TASK REQUIREMENTS: Without any pictures, reproduce exactly the lines running from the line containing "Could you kindly annotate the green grass" through the end of the entries.
------------------------------------------------------------
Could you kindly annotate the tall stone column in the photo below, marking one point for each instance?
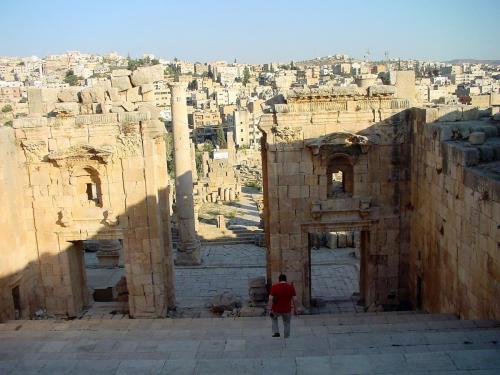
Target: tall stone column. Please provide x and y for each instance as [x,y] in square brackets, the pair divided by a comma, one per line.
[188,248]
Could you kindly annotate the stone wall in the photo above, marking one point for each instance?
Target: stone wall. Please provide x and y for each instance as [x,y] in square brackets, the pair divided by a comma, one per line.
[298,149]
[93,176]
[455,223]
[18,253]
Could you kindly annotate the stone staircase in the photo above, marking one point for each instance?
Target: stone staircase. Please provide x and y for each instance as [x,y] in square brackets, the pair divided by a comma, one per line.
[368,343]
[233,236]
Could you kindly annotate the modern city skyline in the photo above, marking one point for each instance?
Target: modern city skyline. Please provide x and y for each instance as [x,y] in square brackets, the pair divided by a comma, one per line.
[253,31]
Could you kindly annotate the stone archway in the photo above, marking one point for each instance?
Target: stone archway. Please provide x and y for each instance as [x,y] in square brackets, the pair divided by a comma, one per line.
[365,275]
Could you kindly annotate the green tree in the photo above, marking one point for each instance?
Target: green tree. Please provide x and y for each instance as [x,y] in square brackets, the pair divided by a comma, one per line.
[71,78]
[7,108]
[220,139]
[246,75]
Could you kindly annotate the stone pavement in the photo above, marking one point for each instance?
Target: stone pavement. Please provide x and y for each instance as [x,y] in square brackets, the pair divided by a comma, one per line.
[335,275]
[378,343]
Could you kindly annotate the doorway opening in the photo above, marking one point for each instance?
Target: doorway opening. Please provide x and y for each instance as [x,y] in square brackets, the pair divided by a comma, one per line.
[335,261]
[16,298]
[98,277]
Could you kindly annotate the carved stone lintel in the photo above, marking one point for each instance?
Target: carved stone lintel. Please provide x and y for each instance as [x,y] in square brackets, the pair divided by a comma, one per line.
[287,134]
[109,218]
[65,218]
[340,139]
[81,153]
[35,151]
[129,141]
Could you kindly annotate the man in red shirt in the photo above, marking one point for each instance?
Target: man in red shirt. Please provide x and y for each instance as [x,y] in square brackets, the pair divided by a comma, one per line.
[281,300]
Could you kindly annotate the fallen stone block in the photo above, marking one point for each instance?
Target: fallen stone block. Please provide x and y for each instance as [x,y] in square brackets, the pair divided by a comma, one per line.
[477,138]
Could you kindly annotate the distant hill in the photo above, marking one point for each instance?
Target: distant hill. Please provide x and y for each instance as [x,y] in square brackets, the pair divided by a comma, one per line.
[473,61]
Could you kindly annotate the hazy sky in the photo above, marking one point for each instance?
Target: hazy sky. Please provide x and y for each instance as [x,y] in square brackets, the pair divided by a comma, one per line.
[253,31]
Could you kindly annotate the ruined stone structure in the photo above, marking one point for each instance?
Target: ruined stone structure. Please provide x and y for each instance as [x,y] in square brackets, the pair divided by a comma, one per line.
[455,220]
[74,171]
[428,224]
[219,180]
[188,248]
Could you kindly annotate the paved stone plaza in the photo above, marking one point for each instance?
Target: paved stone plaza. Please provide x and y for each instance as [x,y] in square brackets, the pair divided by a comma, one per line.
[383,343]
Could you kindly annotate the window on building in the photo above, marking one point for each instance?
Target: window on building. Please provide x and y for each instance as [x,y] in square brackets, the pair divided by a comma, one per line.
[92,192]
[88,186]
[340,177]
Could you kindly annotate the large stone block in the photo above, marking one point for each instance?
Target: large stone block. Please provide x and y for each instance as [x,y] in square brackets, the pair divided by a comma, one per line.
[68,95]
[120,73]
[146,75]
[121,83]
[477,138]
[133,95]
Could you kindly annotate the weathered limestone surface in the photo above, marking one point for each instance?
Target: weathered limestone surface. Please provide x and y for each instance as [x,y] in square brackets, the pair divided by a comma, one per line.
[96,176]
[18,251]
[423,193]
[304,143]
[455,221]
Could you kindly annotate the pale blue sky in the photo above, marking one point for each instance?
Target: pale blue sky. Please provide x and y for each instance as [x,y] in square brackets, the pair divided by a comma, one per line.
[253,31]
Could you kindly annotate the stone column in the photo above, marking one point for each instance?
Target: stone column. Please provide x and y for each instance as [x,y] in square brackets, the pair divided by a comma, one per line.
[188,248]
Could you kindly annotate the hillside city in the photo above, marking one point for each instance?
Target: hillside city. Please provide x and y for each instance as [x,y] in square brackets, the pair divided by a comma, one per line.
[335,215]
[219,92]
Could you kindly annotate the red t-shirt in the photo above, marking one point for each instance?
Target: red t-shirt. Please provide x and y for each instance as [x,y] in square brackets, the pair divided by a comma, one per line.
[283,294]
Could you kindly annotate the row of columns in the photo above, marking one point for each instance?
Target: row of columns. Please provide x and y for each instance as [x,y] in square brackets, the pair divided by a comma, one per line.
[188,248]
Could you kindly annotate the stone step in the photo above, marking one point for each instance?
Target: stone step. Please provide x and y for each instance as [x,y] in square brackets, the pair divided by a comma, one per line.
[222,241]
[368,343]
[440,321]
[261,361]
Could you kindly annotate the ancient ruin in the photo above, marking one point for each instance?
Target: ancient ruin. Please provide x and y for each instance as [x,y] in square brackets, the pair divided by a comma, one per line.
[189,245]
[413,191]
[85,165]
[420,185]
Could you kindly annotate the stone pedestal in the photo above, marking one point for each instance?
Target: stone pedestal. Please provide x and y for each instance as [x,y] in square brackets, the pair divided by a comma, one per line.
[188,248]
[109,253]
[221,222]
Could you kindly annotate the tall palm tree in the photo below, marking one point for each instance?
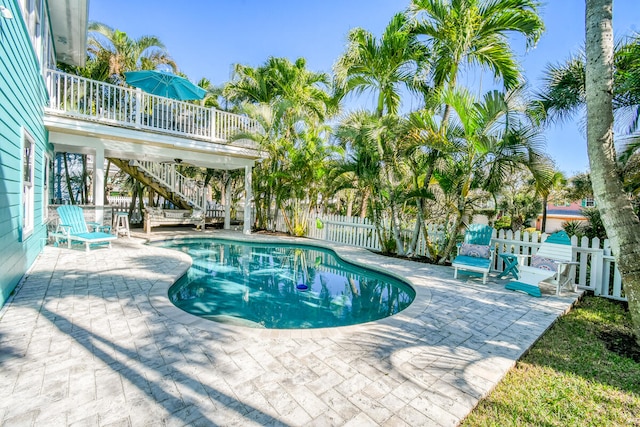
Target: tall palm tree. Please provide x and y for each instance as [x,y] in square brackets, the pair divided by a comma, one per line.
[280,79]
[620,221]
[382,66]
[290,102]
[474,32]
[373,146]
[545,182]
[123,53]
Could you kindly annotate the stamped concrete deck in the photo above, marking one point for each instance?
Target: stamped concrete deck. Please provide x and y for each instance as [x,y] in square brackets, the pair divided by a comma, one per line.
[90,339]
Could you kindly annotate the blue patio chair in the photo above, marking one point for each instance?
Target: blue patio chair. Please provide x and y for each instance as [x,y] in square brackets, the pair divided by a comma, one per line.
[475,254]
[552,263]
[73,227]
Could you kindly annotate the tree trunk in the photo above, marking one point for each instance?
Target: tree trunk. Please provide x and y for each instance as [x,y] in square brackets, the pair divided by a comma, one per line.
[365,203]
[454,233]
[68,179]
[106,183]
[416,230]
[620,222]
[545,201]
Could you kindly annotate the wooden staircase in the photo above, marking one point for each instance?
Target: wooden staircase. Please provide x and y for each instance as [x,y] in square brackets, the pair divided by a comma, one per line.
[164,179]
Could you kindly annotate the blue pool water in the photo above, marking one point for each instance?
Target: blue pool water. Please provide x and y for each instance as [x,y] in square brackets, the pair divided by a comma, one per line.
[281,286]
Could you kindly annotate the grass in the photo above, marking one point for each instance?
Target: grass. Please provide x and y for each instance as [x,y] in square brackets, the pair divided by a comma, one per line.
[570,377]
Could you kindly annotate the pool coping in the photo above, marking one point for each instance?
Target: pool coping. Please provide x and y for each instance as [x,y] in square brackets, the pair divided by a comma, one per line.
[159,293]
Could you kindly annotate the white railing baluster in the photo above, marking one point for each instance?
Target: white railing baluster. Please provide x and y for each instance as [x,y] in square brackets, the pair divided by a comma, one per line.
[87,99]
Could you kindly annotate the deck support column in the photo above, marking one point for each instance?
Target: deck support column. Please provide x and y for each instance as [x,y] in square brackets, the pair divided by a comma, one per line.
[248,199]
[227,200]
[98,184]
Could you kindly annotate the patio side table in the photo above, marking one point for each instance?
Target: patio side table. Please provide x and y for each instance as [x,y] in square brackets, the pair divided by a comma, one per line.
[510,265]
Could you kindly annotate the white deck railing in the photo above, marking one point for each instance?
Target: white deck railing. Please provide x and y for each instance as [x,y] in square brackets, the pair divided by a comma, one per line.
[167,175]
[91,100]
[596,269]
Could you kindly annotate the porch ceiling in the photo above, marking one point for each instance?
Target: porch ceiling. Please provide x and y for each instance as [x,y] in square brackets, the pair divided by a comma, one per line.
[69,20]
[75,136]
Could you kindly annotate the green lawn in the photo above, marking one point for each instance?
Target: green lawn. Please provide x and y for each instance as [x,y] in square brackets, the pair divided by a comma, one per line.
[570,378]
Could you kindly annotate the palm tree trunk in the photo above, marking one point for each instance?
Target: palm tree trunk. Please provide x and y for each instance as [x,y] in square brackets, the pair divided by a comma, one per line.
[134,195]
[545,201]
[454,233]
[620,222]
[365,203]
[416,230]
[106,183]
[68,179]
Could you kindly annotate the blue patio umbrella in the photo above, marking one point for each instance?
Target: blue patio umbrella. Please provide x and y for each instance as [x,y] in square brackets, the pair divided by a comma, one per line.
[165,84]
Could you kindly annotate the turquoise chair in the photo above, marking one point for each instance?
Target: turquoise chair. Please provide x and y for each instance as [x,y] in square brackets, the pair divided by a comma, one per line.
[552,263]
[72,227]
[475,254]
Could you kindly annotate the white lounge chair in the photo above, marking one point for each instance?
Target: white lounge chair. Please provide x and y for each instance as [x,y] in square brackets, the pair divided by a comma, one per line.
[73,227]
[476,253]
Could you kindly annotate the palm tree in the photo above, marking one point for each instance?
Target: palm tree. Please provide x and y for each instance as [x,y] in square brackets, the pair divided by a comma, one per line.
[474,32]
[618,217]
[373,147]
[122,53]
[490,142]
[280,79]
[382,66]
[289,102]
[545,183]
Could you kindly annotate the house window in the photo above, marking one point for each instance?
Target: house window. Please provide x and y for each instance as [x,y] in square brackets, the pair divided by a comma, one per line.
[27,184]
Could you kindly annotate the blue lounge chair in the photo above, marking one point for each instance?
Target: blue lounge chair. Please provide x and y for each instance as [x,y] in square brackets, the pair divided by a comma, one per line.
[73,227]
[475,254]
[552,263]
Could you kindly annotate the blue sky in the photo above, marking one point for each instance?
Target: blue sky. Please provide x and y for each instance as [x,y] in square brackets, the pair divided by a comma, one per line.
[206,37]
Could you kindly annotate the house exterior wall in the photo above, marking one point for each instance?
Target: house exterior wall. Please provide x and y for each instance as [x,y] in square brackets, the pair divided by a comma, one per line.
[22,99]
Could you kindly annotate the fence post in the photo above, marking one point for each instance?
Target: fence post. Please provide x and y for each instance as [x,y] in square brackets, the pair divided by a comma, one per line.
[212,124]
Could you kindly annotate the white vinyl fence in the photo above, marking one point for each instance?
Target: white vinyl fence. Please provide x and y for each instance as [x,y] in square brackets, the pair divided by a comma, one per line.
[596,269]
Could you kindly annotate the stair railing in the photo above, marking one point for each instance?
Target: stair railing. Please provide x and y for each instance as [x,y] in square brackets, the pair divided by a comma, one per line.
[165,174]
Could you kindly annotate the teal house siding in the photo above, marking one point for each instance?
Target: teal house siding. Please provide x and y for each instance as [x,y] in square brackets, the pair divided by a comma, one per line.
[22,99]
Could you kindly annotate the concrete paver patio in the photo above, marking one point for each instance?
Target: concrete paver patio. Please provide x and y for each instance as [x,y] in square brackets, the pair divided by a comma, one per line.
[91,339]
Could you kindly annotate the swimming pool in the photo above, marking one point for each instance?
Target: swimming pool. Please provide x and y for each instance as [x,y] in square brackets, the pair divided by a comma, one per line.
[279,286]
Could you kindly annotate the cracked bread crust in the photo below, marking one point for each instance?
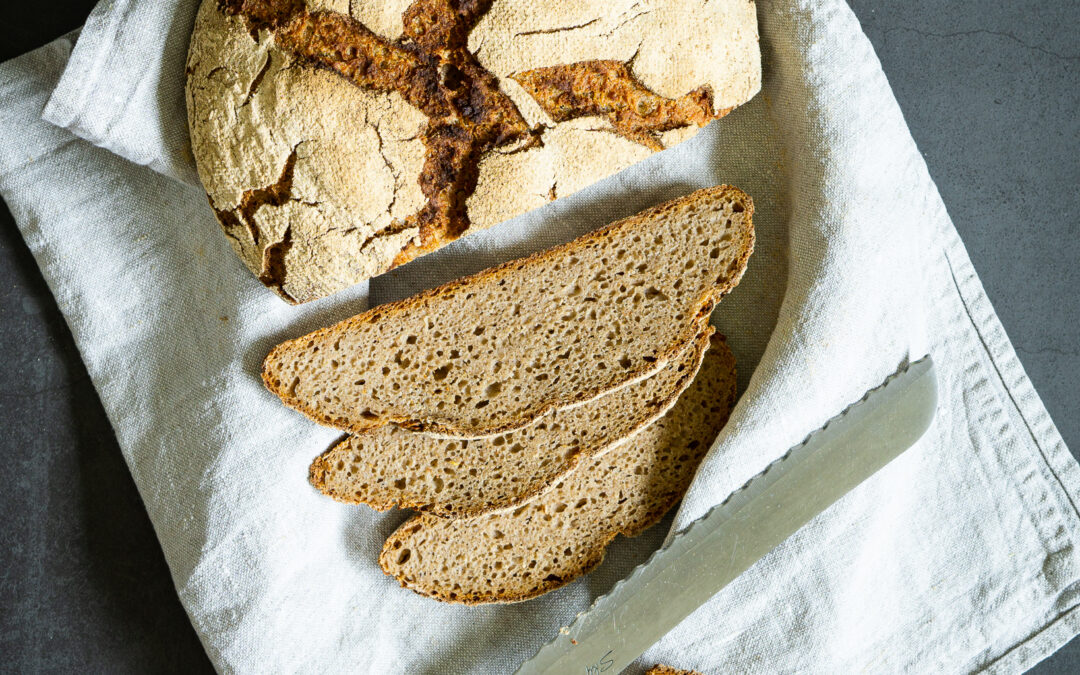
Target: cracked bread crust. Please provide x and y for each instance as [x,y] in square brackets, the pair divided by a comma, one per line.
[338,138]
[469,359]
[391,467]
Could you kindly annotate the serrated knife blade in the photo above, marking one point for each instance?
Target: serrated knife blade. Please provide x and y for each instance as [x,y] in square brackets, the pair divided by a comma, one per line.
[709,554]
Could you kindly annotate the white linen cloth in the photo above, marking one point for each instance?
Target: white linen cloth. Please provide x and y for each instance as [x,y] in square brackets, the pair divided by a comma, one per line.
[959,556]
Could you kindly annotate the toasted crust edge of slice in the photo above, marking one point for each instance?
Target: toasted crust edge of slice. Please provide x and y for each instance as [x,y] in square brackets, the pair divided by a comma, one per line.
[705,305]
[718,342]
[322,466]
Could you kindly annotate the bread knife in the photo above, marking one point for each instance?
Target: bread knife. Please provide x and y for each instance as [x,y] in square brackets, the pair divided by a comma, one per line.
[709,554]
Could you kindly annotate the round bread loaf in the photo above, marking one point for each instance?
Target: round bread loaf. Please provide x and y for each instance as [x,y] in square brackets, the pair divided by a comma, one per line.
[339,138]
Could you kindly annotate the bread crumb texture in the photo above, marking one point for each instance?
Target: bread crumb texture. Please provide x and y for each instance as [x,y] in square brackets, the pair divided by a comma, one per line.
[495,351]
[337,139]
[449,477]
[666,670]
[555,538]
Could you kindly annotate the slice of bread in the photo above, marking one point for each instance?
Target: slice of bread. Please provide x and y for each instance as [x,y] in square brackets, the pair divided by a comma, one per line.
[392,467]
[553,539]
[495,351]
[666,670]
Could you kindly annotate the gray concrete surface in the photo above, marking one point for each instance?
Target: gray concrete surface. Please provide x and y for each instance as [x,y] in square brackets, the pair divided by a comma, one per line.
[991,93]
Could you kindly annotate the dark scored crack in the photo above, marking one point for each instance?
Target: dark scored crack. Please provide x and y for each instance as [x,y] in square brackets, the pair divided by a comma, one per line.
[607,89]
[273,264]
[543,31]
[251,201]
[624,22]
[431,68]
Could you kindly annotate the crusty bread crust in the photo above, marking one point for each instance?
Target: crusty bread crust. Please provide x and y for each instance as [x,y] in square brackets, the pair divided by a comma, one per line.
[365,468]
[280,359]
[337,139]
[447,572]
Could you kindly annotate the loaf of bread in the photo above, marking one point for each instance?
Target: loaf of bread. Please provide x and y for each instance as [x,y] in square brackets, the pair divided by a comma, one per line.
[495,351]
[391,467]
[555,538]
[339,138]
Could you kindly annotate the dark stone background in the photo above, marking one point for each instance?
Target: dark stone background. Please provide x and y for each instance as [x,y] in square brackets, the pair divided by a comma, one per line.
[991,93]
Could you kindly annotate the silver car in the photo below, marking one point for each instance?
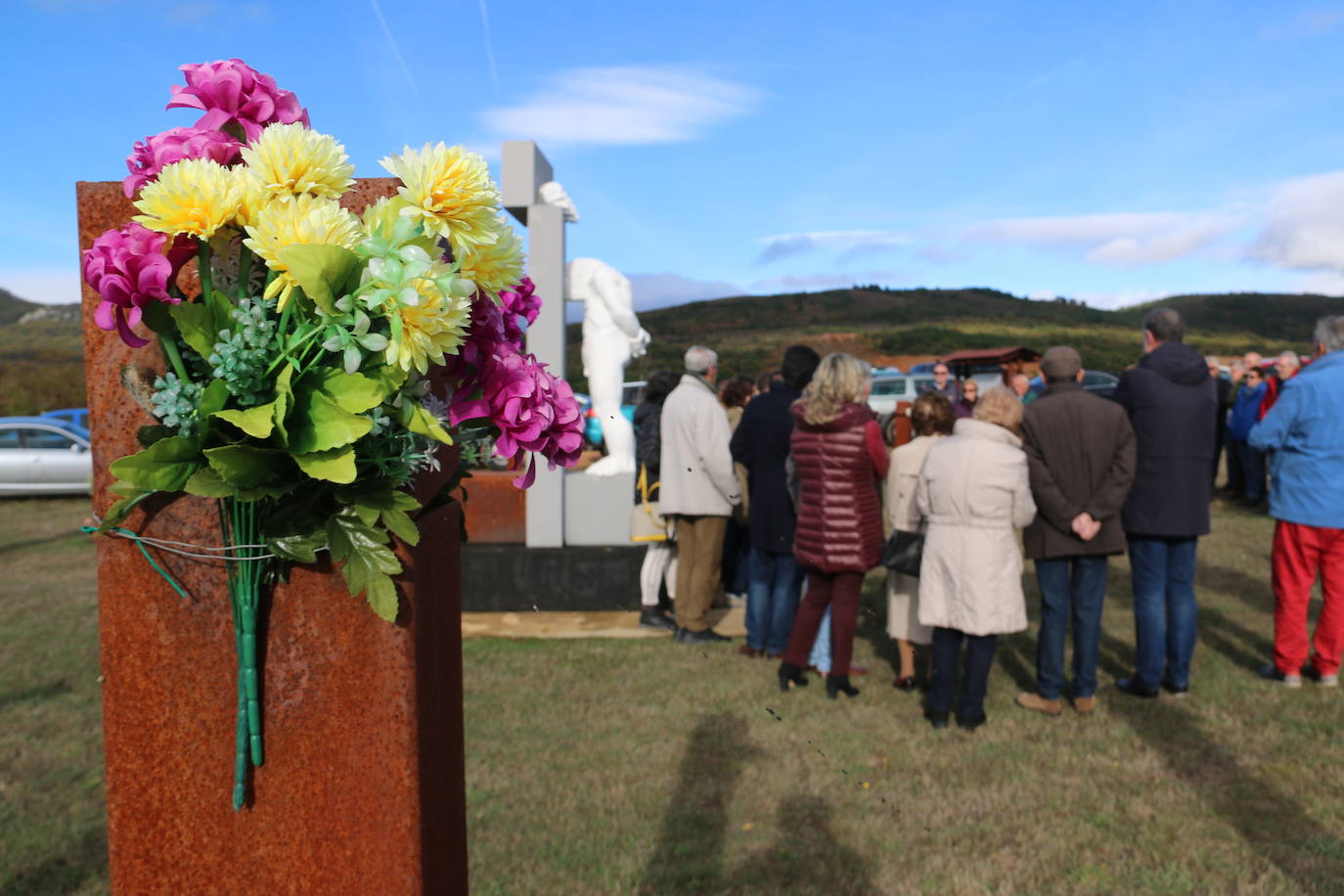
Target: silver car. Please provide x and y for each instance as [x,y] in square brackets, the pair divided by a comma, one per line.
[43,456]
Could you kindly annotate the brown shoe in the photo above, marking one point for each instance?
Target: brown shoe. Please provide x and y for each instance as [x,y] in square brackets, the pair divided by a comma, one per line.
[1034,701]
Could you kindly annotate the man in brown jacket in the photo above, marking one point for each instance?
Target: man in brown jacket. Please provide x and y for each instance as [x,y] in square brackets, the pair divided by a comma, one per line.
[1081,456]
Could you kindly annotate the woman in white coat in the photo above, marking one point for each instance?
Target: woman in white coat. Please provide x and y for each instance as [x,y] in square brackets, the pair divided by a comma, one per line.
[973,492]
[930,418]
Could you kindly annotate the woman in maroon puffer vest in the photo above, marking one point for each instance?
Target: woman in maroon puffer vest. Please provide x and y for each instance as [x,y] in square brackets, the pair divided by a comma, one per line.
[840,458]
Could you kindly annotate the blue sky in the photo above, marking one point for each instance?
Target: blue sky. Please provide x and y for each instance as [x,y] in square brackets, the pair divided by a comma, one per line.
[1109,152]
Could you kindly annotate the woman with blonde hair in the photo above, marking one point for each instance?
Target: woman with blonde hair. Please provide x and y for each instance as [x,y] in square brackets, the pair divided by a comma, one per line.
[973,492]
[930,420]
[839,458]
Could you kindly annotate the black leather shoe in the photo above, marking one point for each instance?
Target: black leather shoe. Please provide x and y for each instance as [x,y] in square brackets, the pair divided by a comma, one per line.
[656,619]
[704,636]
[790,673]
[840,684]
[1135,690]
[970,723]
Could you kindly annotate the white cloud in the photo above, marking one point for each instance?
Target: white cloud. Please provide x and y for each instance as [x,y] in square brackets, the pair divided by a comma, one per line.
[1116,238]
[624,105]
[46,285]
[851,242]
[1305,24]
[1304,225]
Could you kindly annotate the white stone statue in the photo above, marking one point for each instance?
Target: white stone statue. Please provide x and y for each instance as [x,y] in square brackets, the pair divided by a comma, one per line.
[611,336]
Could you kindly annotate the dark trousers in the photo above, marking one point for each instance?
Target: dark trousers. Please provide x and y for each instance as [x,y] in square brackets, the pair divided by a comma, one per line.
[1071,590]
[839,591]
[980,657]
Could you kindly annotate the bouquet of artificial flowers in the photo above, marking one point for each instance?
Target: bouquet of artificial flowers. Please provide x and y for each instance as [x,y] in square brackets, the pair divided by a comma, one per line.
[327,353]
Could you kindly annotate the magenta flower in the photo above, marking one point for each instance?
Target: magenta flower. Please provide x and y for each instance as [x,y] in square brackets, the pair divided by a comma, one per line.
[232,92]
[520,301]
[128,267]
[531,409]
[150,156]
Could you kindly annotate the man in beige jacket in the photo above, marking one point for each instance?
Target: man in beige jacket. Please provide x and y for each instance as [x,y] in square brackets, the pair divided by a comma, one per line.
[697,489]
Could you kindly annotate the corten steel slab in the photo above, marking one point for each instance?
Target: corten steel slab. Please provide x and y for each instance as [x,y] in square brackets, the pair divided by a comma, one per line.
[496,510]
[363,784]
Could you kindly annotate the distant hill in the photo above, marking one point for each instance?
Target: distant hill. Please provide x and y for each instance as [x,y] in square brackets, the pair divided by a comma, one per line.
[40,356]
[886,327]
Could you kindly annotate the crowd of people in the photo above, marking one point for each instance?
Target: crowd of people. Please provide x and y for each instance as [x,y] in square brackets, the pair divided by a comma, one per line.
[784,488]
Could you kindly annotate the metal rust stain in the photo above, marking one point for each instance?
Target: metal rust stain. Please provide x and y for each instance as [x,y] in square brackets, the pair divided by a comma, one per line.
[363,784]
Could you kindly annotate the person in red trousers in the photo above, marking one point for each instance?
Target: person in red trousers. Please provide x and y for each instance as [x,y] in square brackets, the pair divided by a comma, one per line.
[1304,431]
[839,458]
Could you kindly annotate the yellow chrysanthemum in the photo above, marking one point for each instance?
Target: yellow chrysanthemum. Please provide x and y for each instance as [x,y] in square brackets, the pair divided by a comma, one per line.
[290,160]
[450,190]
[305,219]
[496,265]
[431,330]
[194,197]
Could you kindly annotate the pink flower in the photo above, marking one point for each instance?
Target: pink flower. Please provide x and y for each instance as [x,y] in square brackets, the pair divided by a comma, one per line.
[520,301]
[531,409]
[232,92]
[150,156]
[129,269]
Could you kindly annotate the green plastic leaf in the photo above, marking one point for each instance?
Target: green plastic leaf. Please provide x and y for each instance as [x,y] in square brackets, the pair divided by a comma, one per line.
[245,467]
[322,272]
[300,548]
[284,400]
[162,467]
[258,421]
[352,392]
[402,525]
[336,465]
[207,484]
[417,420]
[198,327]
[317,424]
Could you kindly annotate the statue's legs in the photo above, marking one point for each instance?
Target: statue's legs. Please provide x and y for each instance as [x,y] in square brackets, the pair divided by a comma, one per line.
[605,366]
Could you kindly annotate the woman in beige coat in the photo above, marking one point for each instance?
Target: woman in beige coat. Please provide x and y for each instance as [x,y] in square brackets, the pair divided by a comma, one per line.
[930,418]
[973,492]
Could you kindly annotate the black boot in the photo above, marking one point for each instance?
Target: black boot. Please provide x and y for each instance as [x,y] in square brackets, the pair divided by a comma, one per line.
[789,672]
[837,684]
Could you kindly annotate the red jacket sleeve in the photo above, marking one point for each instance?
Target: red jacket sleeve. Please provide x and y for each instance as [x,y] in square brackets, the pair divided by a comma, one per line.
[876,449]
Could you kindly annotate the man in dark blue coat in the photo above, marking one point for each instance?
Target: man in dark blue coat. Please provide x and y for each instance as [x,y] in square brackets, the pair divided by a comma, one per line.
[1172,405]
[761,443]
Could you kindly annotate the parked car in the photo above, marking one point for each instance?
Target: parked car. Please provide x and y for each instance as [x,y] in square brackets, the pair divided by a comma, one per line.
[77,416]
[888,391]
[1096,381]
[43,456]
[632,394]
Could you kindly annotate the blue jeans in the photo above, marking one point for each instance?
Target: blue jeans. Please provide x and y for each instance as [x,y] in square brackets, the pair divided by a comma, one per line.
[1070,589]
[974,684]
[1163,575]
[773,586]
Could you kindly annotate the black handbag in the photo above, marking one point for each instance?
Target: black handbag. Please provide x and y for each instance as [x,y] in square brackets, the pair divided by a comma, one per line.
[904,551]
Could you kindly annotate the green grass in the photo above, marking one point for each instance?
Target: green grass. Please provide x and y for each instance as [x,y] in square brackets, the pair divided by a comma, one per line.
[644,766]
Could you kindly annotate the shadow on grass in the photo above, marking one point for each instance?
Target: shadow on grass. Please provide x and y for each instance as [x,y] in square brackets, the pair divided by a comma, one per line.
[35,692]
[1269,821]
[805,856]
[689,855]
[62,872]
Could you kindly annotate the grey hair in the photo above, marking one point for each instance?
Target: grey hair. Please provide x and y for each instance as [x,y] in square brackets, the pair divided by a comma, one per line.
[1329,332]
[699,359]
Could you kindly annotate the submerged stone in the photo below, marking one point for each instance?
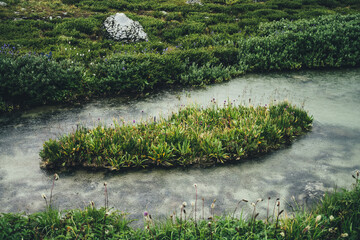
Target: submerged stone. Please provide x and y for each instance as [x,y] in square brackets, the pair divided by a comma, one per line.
------------------------------------------------------------
OUTPUT:
Could you kindly annotate the green grass in the photo above, marking one point for each instance?
Target: green grass. Please provide x and y for each instance as [x,y] in square brackets, the pair divided by a comma, one per line.
[644,766]
Could you kindly annotate the shadow on grass in the photo above, marking one point for each instance?
Target: shadow on grass. Please provide x and y for each instance as [x,y] in square brackets, the pair divided by a comma, one per line.
[35,692]
[1269,821]
[805,856]
[689,855]
[62,872]
Could you kindly annotate the grey hair in the photo above, marking one point for each instance?
Target: grey hair. Please provide x and y for each instance as [x,y] in square brackets, the pair divided by a comma, one per line.
[1329,332]
[699,359]
Could you kindly annotate the submerged stone in the photo below, marking one point for each instance?
Target: submerged stone. Please provide x and y for each instance as [x,y] in square brackets, the pair divided by a comma, one per line.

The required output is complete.